──────── Passage ────────

Writing Effective JavaScript Unit Tests with YUI Test

By YUI TeamJanuary 5, 2009

One of the biggest under-the-radar movements in JavaScript development during 2008 was the reemergence of an interest in unit testing. YUI Test, YUI's unit testing framework, reached GA status in February and other libraries either introduced their own unit testing frameworks or started publicizing existing ones. As a result, there's a lot more documentation regarding the creation of unit tests for JavaScript. Simply having JavaScript unit tests isn't enough, though; if your tests are written improperly, they can lead to a lot of lost time. Learning to write effective JavaScript unit tests will save you time and headaches in the future.

What are you testing?

The key to writing effective unit tests is to understand the word "unit." In testing terms, a unit is an isolated part of code that can be tested independent of other pieces of code. In an object-oriented language like JavaScript, each method is considered to be a unit. Proper OO design typically entails nicely encapsulated methods that serve a single purpose and are therefore easy to test.

Traditional unit testing is designed to test the implementation of an interface, so private methods don't get tested explicitly. This is called black box testing. The idea is that you can swap out the implementation of an interface and the unit tests will all still pass because they are completely agnostic to the underlying implementation. All the tests know is a set of constraints that must be met; they don't care how those constraints are met.

Writing tests

As I said in my talk, unit tests should test inputs and outputs. Inputs can be named method arguments or changes in globally accessible variables that the method depends upon to function correctly. Outputs can be return values, changes in the state of variables, and even thrown errors. For each input-output set, there should be a single unit test. Each test should explicitly state, "given these inputs, I expect these outputs." Any deviation from that statement is a failed test.

Each test should be as simple as possible and test only one input-output set; combining sets into a single test minimizes the effectiveness of the unit test. For example, consider the following test of a function called trim():

var testCase = new YAHOO.tool.TestCase({
    name: "trim() Tests",
    testTrim: function(){
        var result1 = trim(" Hello world");
        YAHOO.util.Assert.areEqual("Hello world", result1, "Leading white space should be stripped.");
        var result2 = trim("Hello world ");
        YAHOO.util.Assert.areEqual("Hello world", result2, "Trailing white space should be stripped.");

Here, the testTrim() method of the test case is actually testing two different input-output sets:

  1. Input string has leading white space; return value has no leading white space.

────────

### Goal of the exercise
Using the article on JavaScript unit tests above, decide whether each statement agrees with it, answering yes or no and quoting the words of the article that decide it. (a) In JavaScript, each method counts as a unit. (b) Traditional unit testing checks private methods explicitly. (c) A thrown error can count as an output of a method.

──────── Dataset extract ────────

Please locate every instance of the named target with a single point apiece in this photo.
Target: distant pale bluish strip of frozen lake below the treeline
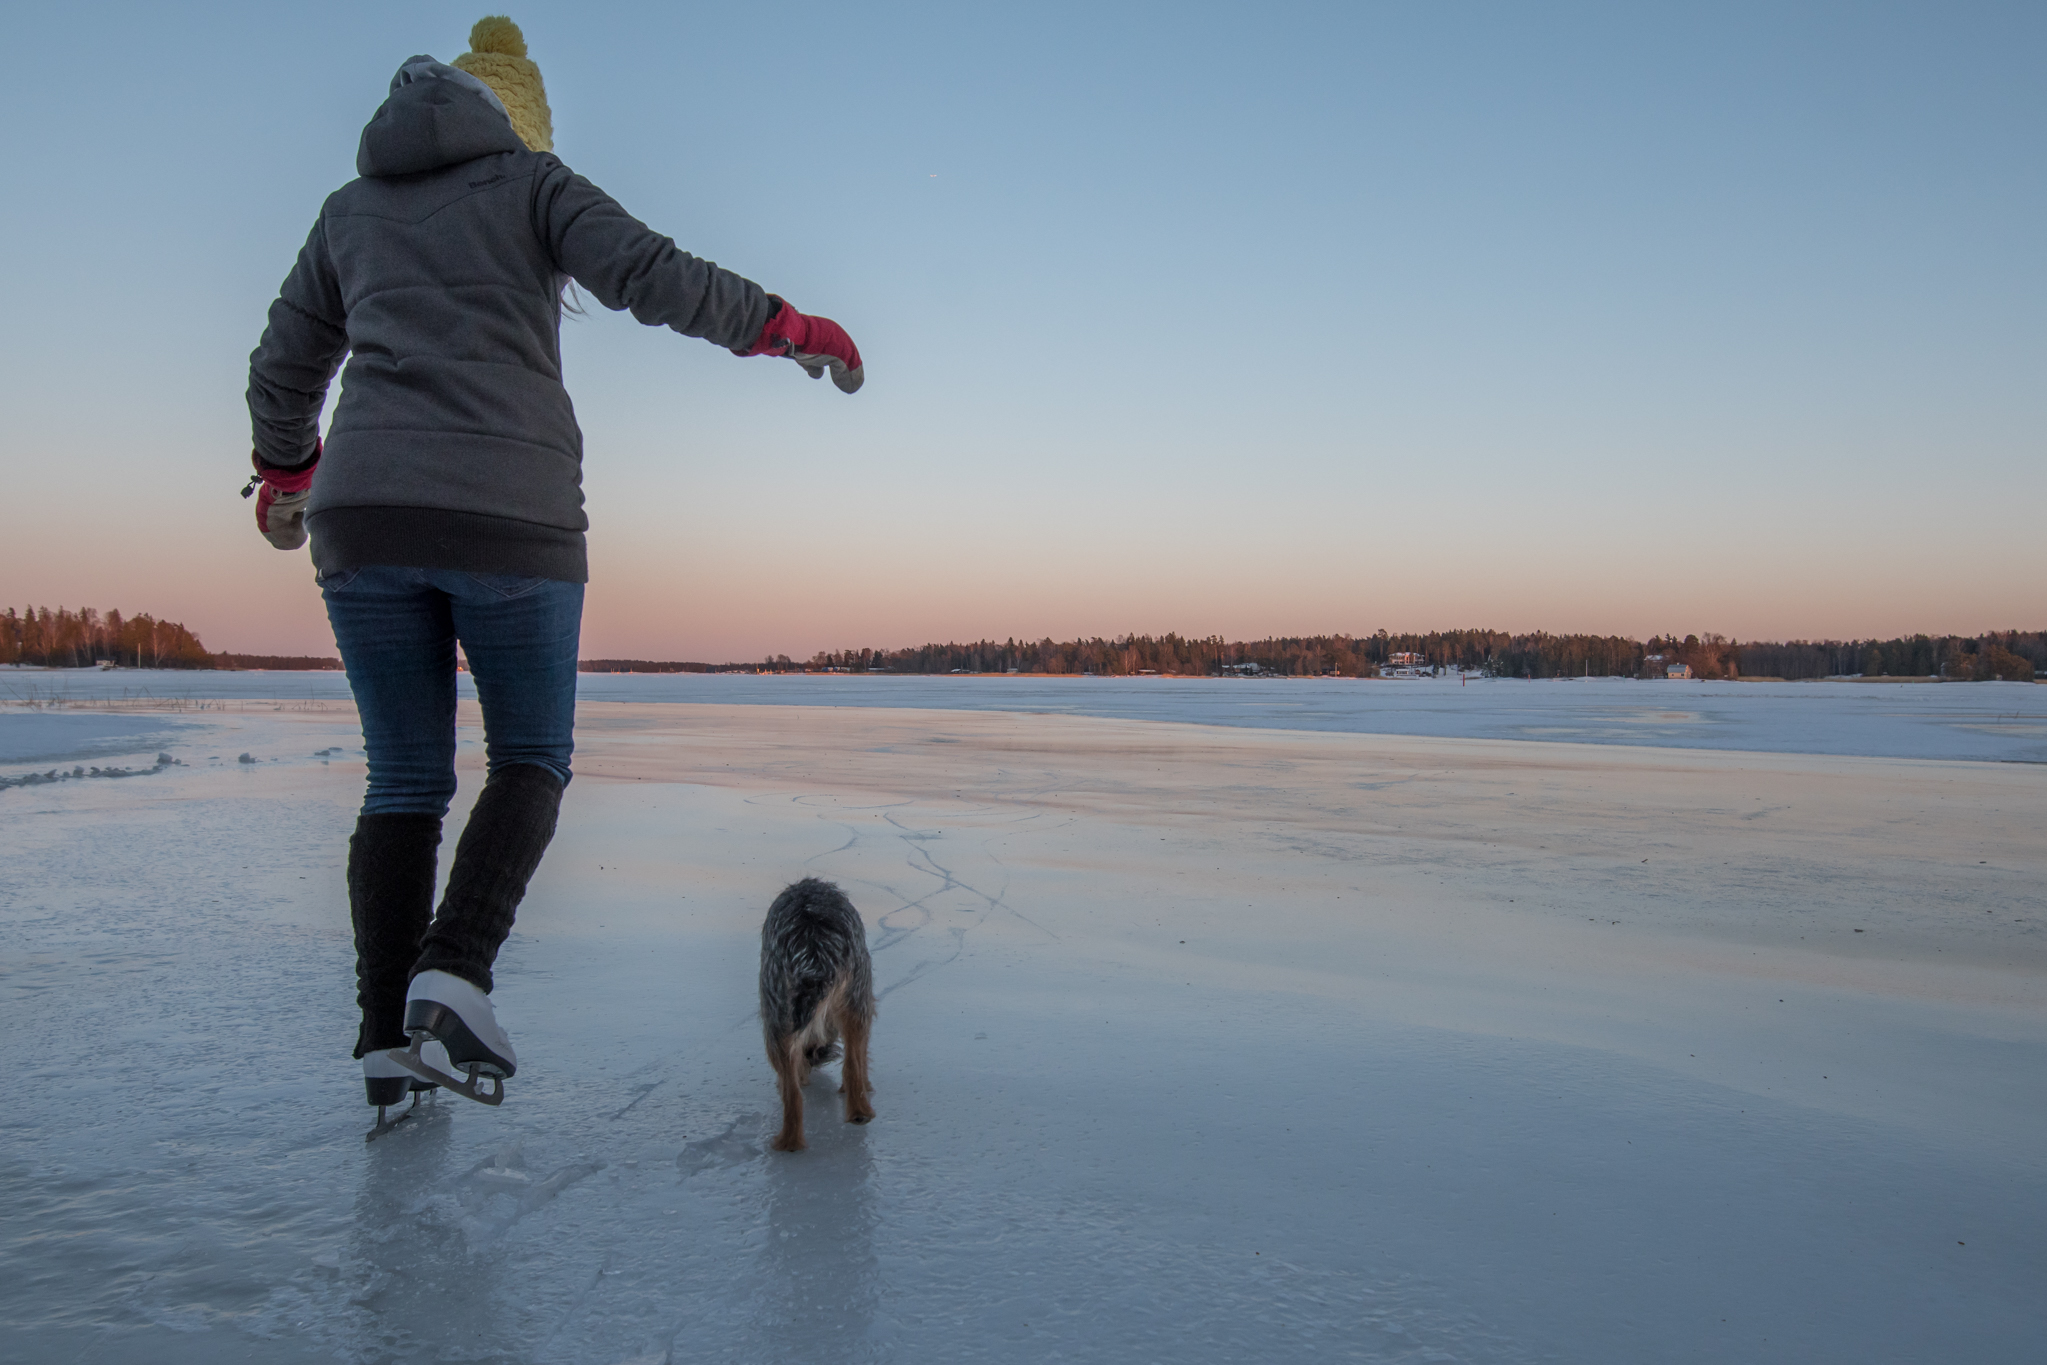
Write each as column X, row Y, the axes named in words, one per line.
column 1927, row 721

────────

### Exercise output
(a) Yes: "In an object-oriented language like JavaScript, each method is considered to be a unit."
(b) No: "private methods don't get tested explicitly."
(c) Yes: "Outputs can be return values, changes in the state of variables, and even thrown errors."